A national survey shows that a shortage of drugs is taking a heavy toll on cancer patients as treatments are being delayed.
St. Jude Children's Research Hospital investigators played an eminent role in a national survey on professional health, which found that drug shortage is taking a heavy toll on cancer patients. Treatments are being either changed of delayed, which in some patients are leading to worse outcomes, more therapy-related complications and higher costs.
The survey involved questioning oncology pharmacists and others engaged in managing cancer drug shortages for academic medical centers, community hospitals and other cancer treatment facilities nationwide.
Around 243 individuals completed the survey and from among them, 98 percent said they had experienced and dealt with drug shortage of at least one chemotherapy agent or other essential cancer-related drugs in the previous 12 months. Ninety three percent of the individuals also reported that this shortage had led to delays in chemotherapy and changes in other cancer drug therapy.
The shortage also disrupted cancer research and increased the cost of both the research as well as cancer treatments.

→ DATASET ENTRIES

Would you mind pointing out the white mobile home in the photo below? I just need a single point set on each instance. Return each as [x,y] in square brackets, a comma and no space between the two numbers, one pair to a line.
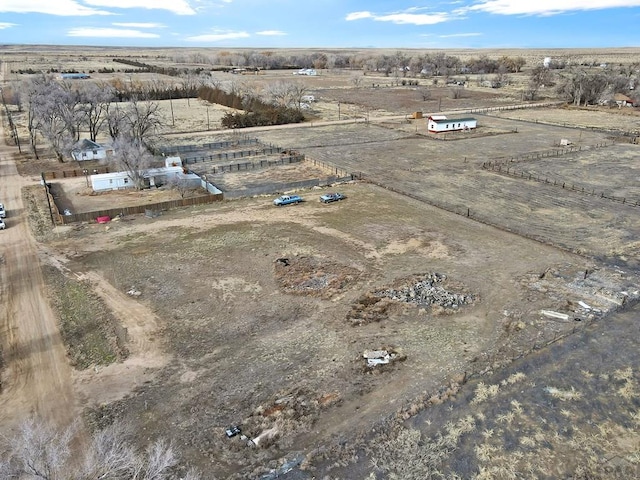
[153,177]
[88,150]
[440,123]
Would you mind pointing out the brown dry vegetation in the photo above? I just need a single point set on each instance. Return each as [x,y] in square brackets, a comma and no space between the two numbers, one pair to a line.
[264,313]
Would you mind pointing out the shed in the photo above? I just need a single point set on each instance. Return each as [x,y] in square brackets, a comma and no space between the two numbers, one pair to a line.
[153,177]
[440,123]
[88,150]
[622,100]
[74,76]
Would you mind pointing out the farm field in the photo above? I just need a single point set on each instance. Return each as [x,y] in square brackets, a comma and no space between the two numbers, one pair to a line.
[496,271]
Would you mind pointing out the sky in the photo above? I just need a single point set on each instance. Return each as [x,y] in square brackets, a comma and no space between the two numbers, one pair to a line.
[323,23]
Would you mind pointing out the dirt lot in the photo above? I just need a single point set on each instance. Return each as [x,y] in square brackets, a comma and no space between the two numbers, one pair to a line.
[506,307]
[274,348]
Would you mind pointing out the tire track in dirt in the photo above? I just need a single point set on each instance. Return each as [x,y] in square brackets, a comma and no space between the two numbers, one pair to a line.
[113,382]
[37,376]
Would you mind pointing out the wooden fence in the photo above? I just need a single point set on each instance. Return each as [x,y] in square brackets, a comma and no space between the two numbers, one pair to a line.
[124,211]
[238,167]
[181,149]
[231,155]
[556,152]
[331,168]
[512,172]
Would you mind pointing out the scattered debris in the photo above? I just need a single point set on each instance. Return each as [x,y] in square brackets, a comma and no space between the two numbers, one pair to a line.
[314,276]
[286,467]
[552,314]
[584,305]
[382,357]
[133,292]
[265,435]
[425,290]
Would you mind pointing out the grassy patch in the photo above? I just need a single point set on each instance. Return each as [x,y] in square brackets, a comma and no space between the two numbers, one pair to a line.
[92,335]
[35,203]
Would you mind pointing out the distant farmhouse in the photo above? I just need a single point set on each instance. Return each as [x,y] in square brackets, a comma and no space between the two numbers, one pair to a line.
[74,76]
[623,101]
[440,123]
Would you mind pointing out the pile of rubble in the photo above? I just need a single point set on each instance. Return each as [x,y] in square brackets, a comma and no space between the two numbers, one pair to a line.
[314,276]
[427,291]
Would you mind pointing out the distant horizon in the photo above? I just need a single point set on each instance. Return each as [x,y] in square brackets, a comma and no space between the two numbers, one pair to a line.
[262,48]
[328,24]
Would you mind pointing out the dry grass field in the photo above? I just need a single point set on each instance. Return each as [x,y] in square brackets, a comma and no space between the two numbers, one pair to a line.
[507,295]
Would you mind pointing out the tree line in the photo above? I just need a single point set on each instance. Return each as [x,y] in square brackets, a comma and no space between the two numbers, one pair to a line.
[39,451]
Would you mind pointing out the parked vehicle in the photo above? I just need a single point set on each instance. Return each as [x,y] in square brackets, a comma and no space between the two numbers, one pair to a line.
[332,197]
[287,200]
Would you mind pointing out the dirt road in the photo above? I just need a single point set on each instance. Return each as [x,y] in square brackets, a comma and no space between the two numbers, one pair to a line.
[36,379]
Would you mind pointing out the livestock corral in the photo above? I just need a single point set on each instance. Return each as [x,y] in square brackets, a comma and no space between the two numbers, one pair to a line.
[469,309]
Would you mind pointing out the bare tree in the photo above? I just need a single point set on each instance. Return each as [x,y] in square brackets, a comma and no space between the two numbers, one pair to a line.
[132,157]
[584,88]
[539,77]
[116,119]
[356,80]
[39,451]
[95,102]
[286,93]
[143,118]
[457,92]
[425,93]
[59,119]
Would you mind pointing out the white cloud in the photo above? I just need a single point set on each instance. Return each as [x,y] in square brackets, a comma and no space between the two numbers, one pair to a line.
[109,33]
[414,18]
[271,33]
[50,7]
[139,25]
[358,16]
[453,35]
[218,36]
[179,7]
[402,18]
[546,7]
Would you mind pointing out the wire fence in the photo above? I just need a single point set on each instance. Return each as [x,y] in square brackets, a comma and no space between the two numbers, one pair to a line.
[563,185]
[556,152]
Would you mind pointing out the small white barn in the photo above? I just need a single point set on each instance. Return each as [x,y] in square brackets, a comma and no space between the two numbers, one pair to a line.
[153,177]
[440,123]
[88,150]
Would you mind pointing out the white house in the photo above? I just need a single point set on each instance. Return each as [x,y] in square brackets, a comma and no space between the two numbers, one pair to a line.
[153,177]
[88,150]
[440,123]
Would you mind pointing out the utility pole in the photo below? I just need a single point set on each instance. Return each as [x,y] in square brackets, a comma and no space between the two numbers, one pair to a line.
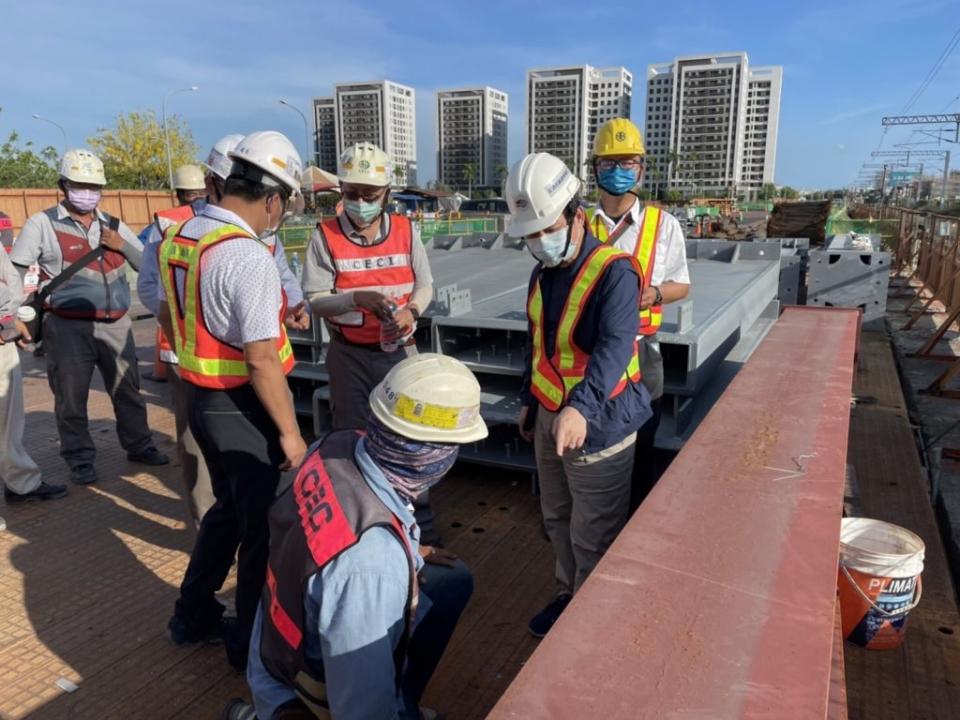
[946,175]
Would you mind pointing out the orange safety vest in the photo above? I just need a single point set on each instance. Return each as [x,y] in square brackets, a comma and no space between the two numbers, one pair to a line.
[205,360]
[645,253]
[386,267]
[553,377]
[165,219]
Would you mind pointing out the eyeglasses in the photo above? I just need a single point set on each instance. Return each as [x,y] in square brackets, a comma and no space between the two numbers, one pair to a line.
[367,195]
[625,164]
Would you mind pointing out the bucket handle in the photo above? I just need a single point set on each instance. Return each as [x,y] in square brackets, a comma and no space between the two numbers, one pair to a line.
[918,593]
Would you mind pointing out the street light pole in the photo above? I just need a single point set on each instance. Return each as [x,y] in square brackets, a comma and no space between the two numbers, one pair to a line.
[306,130]
[166,135]
[56,125]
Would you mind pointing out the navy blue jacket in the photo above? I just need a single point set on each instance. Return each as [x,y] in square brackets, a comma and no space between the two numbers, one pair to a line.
[606,331]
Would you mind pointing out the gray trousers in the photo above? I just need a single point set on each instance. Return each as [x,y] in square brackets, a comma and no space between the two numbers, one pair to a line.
[354,373]
[18,471]
[74,348]
[198,492]
[584,499]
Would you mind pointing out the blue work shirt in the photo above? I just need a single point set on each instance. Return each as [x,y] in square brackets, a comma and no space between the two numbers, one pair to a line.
[148,280]
[354,615]
[606,331]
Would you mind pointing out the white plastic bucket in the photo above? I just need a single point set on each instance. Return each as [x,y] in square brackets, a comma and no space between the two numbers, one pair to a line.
[879,581]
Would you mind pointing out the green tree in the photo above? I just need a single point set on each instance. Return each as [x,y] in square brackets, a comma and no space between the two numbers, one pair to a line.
[134,152]
[23,167]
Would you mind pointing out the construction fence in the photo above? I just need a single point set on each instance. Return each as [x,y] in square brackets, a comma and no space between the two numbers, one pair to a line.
[135,207]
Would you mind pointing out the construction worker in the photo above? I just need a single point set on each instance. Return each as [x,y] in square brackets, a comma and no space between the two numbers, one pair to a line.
[19,474]
[655,238]
[583,400]
[86,324]
[224,307]
[366,273]
[345,629]
[196,477]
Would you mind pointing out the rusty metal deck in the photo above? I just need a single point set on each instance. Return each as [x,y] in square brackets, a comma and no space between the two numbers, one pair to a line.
[718,599]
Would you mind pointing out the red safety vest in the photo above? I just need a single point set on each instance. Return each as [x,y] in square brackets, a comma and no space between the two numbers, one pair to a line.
[324,513]
[386,267]
[97,292]
[645,253]
[554,376]
[165,219]
[205,360]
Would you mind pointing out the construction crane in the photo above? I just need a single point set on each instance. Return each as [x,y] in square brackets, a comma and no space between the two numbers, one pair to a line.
[953,118]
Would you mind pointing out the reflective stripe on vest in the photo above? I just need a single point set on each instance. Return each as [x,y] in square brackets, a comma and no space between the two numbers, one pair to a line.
[645,253]
[204,359]
[99,291]
[553,378]
[386,267]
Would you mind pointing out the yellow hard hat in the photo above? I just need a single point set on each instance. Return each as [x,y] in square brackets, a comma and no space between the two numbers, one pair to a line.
[618,137]
[188,177]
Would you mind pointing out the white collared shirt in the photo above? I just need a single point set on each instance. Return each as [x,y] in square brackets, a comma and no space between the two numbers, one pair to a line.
[670,264]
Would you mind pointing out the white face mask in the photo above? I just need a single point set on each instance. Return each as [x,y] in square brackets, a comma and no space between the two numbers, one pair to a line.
[552,249]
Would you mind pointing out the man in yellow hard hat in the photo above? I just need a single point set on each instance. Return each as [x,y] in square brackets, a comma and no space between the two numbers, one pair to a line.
[656,240]
[340,632]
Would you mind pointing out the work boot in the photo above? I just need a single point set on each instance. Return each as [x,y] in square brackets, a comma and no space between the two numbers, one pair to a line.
[150,456]
[182,635]
[44,491]
[84,474]
[544,620]
[237,709]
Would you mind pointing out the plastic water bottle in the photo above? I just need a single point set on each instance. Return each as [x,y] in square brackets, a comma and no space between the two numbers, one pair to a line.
[389,341]
[295,267]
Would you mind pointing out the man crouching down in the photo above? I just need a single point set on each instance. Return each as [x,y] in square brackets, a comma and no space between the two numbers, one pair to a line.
[352,622]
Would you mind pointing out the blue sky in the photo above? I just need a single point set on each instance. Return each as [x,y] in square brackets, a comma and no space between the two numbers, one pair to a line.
[845,64]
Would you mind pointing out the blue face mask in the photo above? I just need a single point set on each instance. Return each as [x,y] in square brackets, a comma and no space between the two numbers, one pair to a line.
[361,212]
[551,249]
[617,181]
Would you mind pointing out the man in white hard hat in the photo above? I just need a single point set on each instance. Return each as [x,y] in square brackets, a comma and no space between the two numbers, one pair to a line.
[583,399]
[345,630]
[367,274]
[196,476]
[224,309]
[19,474]
[656,240]
[86,324]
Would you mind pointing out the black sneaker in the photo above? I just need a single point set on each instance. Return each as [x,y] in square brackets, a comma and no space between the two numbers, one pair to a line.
[237,709]
[83,474]
[45,491]
[182,635]
[544,620]
[150,456]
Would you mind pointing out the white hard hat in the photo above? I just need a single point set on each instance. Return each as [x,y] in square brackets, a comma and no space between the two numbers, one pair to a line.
[188,177]
[365,164]
[537,190]
[431,398]
[217,161]
[82,166]
[274,154]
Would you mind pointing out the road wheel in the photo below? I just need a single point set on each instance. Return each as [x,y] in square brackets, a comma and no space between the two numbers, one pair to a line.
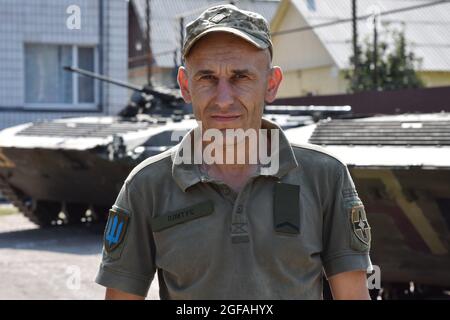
[75,212]
[45,213]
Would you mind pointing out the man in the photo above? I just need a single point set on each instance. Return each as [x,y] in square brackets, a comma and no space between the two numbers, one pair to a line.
[236,230]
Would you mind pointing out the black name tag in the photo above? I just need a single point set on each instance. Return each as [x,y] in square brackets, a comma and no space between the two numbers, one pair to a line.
[183,215]
[286,211]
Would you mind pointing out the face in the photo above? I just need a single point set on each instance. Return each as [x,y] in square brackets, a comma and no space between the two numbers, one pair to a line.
[228,81]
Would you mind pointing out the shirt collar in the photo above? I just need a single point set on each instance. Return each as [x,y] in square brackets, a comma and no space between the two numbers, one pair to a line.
[188,174]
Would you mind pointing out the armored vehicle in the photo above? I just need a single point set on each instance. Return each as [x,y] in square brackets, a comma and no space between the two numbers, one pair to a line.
[401,168]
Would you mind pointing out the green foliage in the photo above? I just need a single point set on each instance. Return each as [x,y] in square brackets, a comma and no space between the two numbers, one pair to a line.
[395,68]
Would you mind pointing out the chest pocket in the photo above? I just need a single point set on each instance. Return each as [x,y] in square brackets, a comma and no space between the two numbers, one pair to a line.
[181,216]
[286,209]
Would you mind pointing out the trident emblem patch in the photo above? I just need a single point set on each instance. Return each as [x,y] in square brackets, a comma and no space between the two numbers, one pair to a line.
[115,229]
[360,225]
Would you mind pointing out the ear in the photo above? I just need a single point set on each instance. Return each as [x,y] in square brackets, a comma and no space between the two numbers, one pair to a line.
[275,77]
[182,79]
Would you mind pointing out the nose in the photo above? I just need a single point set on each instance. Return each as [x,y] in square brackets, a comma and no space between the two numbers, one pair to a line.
[225,96]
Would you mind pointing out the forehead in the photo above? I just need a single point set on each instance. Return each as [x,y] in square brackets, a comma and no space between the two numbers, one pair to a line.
[221,47]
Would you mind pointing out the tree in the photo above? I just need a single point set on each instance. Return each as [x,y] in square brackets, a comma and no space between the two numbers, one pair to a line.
[389,68]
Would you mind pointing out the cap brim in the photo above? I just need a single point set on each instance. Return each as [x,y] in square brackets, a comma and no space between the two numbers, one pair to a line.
[241,34]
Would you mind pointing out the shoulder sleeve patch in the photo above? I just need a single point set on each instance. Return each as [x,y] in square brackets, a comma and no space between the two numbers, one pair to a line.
[115,230]
[361,235]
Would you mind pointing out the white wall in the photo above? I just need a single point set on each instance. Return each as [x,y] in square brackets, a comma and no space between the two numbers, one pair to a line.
[44,21]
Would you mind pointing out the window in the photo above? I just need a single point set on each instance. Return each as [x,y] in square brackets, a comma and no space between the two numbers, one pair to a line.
[49,86]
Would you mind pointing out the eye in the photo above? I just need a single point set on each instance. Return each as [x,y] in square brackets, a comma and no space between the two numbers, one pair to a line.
[208,77]
[240,76]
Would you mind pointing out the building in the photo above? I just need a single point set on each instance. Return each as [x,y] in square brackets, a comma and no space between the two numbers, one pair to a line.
[39,37]
[167,19]
[314,61]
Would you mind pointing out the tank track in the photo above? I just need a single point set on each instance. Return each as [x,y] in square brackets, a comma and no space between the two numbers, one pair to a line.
[9,193]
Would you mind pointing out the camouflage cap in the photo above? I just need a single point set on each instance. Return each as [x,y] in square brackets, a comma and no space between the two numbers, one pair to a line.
[247,25]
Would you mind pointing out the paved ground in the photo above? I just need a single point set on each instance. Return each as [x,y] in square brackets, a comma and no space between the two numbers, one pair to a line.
[55,263]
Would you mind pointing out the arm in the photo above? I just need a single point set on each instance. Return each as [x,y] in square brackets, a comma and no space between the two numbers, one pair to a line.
[350,285]
[115,294]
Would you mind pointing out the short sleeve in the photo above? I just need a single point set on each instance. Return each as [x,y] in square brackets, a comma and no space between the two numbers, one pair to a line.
[346,231]
[128,246]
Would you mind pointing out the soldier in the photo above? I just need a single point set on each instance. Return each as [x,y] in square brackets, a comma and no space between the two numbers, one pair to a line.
[236,230]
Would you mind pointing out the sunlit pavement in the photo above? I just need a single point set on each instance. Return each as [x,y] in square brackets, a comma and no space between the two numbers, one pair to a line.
[54,263]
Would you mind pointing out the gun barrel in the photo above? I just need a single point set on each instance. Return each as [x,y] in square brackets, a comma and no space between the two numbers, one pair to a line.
[103,78]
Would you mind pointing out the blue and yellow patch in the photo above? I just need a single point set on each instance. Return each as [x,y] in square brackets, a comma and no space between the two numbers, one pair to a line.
[116,229]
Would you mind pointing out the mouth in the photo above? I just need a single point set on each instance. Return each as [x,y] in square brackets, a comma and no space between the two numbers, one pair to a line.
[225,117]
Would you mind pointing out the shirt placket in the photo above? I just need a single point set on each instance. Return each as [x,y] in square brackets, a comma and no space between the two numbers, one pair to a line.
[239,223]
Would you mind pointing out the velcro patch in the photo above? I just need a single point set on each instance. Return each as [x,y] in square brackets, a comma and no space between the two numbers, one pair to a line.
[286,211]
[183,215]
[116,229]
[360,227]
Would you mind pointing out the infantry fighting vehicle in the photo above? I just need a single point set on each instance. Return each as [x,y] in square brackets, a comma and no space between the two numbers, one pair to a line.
[70,170]
[401,168]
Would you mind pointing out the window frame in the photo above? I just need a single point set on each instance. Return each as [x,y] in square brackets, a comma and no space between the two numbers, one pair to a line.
[75,105]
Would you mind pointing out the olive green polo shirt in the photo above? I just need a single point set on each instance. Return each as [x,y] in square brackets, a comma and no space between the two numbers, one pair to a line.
[273,240]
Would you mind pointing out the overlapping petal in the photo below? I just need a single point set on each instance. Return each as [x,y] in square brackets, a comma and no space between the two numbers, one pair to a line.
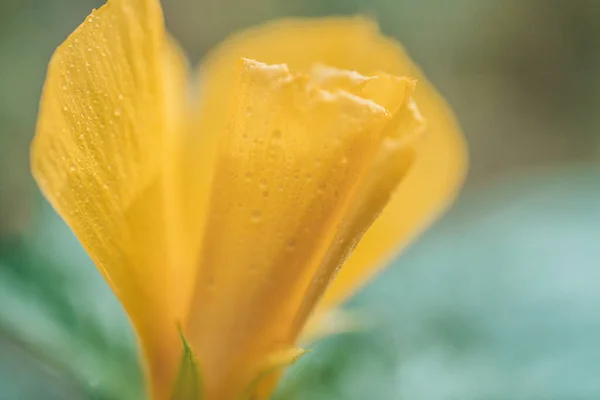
[238,221]
[110,105]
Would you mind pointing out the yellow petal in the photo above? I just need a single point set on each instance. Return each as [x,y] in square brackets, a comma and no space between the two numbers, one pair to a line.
[287,172]
[356,44]
[109,103]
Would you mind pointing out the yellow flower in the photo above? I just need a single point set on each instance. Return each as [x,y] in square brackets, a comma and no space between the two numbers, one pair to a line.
[241,208]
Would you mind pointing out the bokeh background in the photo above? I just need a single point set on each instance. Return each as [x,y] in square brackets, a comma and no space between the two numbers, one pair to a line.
[500,300]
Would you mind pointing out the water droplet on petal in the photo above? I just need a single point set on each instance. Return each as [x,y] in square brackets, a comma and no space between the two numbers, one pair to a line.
[290,245]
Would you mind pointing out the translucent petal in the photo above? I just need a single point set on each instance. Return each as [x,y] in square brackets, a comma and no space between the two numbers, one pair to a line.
[355,44]
[287,171]
[109,109]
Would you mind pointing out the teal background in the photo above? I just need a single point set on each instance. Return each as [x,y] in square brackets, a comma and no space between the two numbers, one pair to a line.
[497,301]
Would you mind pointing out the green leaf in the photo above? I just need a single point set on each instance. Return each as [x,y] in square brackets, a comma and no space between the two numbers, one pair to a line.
[188,385]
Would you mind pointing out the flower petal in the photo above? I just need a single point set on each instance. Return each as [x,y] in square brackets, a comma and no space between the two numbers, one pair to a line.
[107,111]
[355,44]
[287,170]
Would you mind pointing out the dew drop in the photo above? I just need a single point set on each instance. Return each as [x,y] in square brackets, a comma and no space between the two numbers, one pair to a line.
[290,245]
[255,216]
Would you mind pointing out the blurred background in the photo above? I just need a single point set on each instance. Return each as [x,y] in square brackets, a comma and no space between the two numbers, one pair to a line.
[500,300]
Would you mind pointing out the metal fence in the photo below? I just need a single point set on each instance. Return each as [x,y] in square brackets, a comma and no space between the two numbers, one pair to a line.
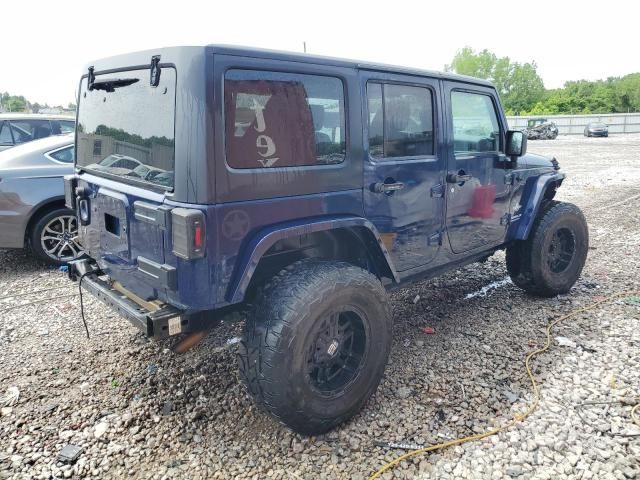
[574,124]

→ REQUIRED WORK
[A] Retype the passage of the cancer drug shortage article starting with "The survey involved" and going on through "as cancer treatments.".
[B] Based on the cancer drug shortage article, state whether each statement agrees with it, answering yes or no and quoting the deciding words: (i) About 243 individuals completed the survey. (ii) The survey questioned only pharmacists at academic medical centers. (iii) Ninety-three percent of the individuals reported that the shortage had led to delays in chemotherapy.

→ EXPECTED OUTPUTS
[A]
The survey involved questioning oncology pharmacists and others engaged in managing cancer drug shortages for academic medical centers, community hospitals and other cancer treatment facilities nationwide.
Around 243 individuals completed the survey and from among them, 98 percent said they had experienced and dealt with drug shortage of at least one chemotherapy agent or other essential cancer-related drugs in the previous 12 months. Ninety three percent of the individuals also reported that this shortage had led to delays in chemotherapy and changes in other cancer drug therapy.
The shortage also disrupted cancer research and increased the cost of both the research as well as cancer treatments.

[B]
(i) Yes: "Around 243 individuals completed the survey"
(ii) No: "oncology pharmacists and others engaged in managing cancer drug shortages for academic medical centers, community hospitals and other cancer treatment facilities nationwide"
(iii) Yes: "Ninety three percent of the individuals also reported that this shortage had led to delays in chemotherapy"